- **Text**:

»»

[Tex/LaTex] Using an exercises package to build lots of Math/Calculus exercise lists and tests

exercisespackagesworkflow

I have been using the exercise.sty package for a while now, mostly to build exercise lists for my students. After a few months from when I started, the code became very complicated. Today, it is a living nightmare.

But first, let me explain what I am using it for:

I am building Math, Precalculus and Calculus exercise lists and tests for my students. They range from Second Degree Equations, Integration Techniques, Volumes by Disks, you name it. That said, each type of class I teach demands a separate material "filtered" so that it best fits the class: level of dificulty, topic, number of questions on the exercise list and so on.

The problem is: I have close to 500 exercises and I'm not sure where to start. I would like to start the right way, so that I don't fall into a hole (like I am today).

My questions:

  • How can I type these exercises, the most efficient way possible, so that I can easily build these pdfs filled with the exercises that correspond to the given topic? Should I write these 500 exercises in a single .tex file?
  • Is there a package that allows two different types of solution for the same question? Let me explain this one: sometimes I just want to show the final solution, and sometimes the complete (worked-out) solution.
  • Some of my students are native from US so is there a way to, for the same exercise, create two (or more) different descriptions and answers (one in Portuguese and one in English)?
  • Lest's say at one point I reach 10,000 exercises. Can I use a single .tex file with all of them to build, for example, an exercise list with 40 "quadratic equations" exercises? In other words: use the "filters" or "labels" from these packages to make this filtering process?

I understand that these packages' capabilities are HUGE so I would love if someone could shine a light in a very efficient approach.

««

- **What the exercise asks**:
Continue the forum post about building Math and Calculus exercise lists with a LaTeX exercises package, starting right after its final sentence.

- **Data supplied**:
»»

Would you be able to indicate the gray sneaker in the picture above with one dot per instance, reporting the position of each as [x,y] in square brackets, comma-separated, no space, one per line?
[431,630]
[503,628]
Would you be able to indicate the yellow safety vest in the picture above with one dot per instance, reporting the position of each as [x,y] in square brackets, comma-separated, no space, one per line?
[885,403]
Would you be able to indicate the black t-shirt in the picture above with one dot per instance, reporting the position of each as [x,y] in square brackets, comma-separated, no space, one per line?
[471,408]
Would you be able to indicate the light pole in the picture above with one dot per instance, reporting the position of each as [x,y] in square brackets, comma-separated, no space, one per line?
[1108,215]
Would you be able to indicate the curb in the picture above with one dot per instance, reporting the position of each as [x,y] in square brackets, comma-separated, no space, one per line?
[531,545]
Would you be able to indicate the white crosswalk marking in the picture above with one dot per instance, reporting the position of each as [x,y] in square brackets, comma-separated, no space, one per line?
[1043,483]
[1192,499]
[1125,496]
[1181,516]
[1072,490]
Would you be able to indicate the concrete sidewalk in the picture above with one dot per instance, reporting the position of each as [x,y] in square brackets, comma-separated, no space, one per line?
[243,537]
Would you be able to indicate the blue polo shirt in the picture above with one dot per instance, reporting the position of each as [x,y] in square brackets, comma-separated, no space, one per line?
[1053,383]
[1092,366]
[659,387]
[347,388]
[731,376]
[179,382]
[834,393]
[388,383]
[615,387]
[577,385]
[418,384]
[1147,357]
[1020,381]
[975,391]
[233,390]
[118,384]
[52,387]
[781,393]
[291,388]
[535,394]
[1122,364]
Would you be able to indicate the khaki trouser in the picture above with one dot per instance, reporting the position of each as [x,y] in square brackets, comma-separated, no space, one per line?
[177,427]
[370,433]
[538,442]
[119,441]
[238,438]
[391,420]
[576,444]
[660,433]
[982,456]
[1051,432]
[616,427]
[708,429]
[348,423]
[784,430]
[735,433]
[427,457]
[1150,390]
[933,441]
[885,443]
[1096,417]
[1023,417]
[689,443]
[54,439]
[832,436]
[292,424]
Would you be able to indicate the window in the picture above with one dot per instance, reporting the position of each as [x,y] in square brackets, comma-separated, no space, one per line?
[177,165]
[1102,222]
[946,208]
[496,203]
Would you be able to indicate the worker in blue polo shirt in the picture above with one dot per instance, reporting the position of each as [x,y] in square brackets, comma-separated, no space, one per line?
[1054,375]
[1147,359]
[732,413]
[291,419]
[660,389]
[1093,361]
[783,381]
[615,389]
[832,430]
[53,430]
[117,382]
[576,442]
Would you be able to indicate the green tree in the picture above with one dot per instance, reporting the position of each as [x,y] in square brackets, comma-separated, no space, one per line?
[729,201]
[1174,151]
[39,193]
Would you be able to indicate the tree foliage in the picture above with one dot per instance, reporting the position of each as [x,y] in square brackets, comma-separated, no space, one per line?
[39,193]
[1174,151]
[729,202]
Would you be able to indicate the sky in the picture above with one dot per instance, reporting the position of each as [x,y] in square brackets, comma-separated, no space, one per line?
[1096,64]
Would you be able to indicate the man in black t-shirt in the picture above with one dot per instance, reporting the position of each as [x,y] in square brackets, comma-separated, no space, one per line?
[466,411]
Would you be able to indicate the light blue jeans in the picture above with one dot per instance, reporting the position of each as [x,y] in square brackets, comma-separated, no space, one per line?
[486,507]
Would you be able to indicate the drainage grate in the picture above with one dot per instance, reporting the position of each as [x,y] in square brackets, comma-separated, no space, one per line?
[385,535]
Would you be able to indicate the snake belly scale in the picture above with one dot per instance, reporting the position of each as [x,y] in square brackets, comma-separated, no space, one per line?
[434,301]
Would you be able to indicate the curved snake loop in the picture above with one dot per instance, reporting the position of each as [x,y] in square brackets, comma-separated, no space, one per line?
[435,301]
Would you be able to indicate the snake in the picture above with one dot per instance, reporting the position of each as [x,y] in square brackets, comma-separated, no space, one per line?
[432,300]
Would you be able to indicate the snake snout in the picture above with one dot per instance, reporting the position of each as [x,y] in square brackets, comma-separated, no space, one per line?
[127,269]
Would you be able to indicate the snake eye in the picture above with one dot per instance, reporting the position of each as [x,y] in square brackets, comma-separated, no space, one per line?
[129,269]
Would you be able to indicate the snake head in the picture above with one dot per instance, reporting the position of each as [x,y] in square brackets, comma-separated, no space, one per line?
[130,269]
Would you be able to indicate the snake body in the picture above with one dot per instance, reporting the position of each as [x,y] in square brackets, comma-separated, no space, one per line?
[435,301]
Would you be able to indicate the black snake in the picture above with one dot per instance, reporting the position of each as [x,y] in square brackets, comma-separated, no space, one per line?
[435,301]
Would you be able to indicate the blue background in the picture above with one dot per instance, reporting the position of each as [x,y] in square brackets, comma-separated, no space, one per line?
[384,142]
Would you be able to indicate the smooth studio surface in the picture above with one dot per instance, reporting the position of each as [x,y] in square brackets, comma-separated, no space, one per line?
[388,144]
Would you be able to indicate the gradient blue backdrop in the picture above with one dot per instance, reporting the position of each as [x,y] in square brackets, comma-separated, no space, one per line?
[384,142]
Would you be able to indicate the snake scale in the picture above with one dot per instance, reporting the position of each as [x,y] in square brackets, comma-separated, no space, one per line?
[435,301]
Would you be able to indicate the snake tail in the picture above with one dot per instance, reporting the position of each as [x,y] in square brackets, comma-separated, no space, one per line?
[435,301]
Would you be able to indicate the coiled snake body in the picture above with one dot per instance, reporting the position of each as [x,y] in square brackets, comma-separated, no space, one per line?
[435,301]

««

- **Output**:
Thank you.

PS.: If I wasn't very clear on my explanations please let me know.

Best Answer

Since your question is about storing, maintaining and referencing a large set of exercises (potentially in the order of 10,000), I'm going to concentrate on that, so the style here is very basic.

It's possible to define conditionals using \newif (or through commands provided by packages such as etoolbox). For example:

\newif\ifsolutions
\newif\ifcomplete

These default to false, but can be switched on:

\solutionstrue
\completetrue

It's also useful to provide syntactic commands to mark the solution. For example:

\newcommand{\solutionname}{Solution}
\newcommand{\solution}{\par\textbf{\solutionname}:\par}

As has been mentioned in one of the other answers, it's also possible to use environments and the comment package. For multilingual support, the caption hooks can be used to redefine \solutionname as appropriate. For example:

\usepackage[USenglish]{babel}

\addto\captionsUSenglish{%
  \renewcommand\solutionname{Solution}%
}

Now an exercise can be written using these commands. For example:

$y = \sin(2x)$
\ifsolutions
 \solution
 \ifcomplete
  Intermediate steps, further details etc.
 \fi
 $y' = 2\cos(2x)$
\fi

Environments provide a more LaTeXy feel, but let's concentrate on storing and accessing the questions.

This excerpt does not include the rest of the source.